Problem statement ::
Make an exact copy of the whole listing, but leave its pictures out.

Study material ::
* * * *

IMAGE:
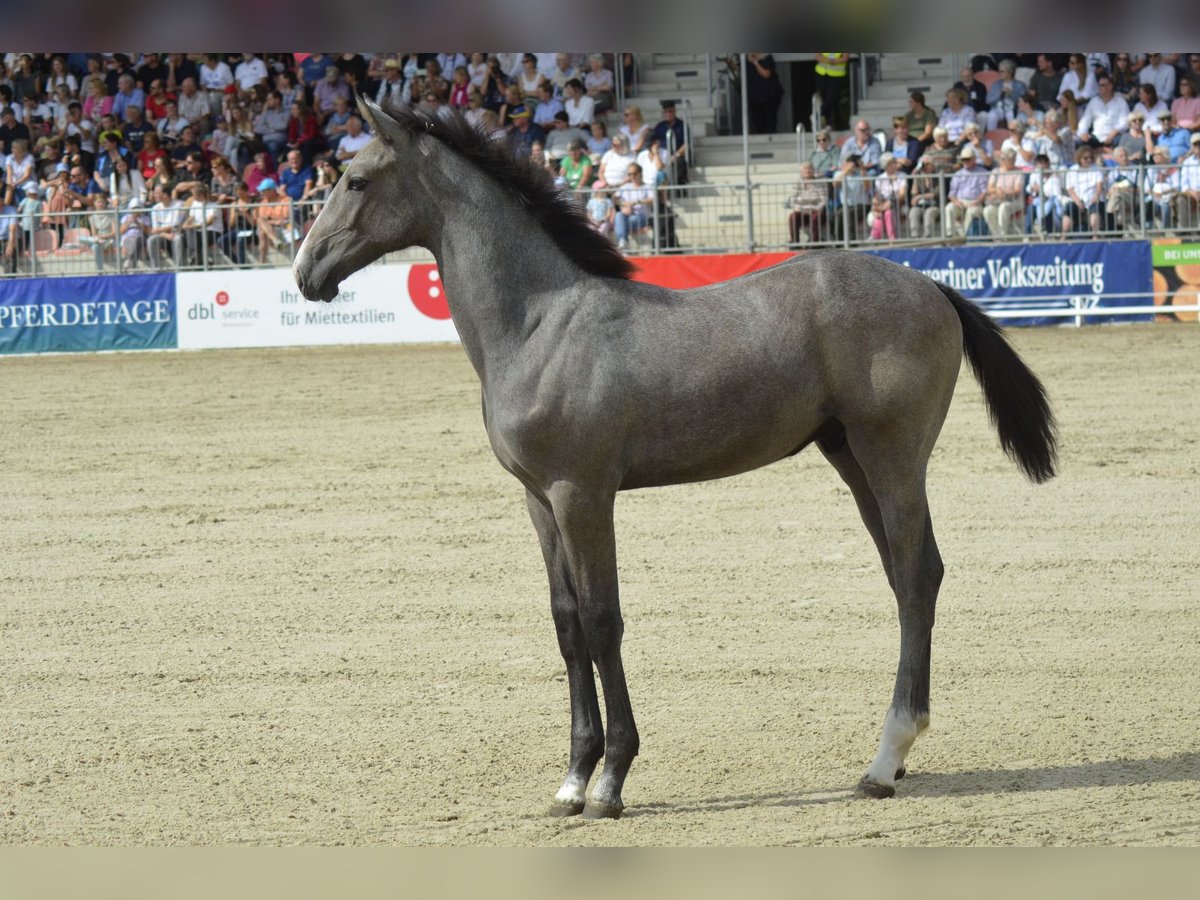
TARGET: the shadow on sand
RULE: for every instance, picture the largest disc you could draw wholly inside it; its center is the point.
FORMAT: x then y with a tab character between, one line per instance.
1103	773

* * * *

Response to this exercise ::
IMAGE:
TARGET: the shadow on sand
RULE: for every instance, picture the largest disc you could draw wholly inside it; its center is the point.
FORMAT: x then y with a tab character between, one line per instance.
1103	773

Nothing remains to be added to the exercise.